(begin)
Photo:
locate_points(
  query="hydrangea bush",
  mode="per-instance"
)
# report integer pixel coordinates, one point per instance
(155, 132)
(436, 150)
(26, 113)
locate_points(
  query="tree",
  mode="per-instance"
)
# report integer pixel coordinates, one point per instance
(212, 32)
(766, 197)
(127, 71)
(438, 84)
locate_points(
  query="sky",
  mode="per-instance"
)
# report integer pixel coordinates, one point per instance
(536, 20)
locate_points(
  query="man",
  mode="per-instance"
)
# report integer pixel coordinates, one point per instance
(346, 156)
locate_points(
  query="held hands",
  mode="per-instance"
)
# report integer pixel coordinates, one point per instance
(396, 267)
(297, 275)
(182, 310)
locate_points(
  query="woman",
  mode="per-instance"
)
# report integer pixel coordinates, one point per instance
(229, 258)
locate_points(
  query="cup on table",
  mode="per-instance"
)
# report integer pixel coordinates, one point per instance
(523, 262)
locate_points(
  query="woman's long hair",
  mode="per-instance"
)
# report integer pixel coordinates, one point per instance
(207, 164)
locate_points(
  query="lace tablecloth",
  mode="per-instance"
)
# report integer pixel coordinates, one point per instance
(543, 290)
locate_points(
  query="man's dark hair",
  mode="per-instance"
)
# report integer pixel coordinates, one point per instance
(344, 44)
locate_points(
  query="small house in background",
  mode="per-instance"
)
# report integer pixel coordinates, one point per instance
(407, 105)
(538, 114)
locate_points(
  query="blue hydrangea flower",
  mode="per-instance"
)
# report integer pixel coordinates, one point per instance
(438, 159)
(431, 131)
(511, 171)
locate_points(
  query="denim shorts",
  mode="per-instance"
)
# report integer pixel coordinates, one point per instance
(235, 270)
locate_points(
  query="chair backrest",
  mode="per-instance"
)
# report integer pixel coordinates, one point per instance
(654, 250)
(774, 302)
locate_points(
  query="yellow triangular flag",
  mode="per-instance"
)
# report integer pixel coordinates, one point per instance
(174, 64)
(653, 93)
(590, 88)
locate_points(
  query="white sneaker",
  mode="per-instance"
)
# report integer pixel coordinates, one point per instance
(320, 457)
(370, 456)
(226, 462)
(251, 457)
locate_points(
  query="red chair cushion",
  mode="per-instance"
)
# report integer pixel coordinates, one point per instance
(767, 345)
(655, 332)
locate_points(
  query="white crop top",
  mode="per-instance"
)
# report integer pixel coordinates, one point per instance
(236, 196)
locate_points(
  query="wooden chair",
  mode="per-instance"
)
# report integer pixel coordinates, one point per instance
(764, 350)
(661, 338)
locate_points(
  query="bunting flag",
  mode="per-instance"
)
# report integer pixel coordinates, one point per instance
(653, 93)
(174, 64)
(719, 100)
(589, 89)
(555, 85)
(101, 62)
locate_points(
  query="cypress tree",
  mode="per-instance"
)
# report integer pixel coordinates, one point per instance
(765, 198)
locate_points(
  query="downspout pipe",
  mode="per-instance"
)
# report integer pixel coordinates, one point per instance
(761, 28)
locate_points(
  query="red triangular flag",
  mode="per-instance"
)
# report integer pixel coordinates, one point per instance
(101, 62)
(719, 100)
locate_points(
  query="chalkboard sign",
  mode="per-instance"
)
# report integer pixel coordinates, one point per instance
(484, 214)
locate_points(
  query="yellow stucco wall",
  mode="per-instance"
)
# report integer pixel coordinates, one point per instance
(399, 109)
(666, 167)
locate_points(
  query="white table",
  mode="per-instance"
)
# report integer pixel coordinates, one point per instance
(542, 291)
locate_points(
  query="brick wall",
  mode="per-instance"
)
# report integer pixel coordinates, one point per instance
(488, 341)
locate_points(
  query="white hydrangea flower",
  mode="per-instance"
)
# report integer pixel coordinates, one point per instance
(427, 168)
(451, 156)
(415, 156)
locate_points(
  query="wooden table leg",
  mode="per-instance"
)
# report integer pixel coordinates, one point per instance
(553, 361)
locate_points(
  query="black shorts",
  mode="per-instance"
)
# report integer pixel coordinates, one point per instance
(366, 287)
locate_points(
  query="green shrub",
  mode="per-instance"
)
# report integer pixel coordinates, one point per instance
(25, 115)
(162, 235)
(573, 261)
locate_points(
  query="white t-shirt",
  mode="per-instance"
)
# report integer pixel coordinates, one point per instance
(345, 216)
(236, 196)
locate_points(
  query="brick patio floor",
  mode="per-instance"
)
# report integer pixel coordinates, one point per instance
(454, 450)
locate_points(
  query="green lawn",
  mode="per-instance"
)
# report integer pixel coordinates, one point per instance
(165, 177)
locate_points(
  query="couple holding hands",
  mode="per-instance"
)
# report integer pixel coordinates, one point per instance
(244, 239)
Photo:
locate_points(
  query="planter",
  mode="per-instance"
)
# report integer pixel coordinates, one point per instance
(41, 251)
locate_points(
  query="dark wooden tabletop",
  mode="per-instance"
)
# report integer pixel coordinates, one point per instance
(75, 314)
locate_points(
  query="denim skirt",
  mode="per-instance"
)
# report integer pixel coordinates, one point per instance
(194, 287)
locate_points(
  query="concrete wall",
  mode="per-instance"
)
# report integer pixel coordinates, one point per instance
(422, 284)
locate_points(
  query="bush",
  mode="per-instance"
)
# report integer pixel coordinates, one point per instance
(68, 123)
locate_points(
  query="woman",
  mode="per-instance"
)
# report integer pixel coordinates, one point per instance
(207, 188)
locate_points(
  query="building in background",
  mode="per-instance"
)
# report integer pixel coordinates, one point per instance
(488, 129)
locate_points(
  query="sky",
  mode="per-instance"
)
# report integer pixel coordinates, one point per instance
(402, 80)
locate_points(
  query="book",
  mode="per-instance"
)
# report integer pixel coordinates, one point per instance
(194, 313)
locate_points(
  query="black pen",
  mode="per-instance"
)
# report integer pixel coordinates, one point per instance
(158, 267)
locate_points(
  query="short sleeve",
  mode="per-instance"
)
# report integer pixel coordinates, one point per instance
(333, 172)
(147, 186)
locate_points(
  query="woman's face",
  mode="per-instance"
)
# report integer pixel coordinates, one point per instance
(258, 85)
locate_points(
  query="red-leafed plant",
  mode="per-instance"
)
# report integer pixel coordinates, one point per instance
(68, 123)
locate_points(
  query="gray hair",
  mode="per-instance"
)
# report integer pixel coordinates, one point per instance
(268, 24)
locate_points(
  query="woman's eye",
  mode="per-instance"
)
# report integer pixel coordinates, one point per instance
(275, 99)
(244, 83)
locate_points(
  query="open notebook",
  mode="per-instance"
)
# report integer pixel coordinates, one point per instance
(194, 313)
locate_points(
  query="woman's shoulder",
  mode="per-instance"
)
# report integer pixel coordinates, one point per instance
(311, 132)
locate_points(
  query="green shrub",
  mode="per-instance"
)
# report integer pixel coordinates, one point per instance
(end)
• _Task goal_
Count the lines in the records that contain the string "dark", and reply with that number alone.

• _The solution_
2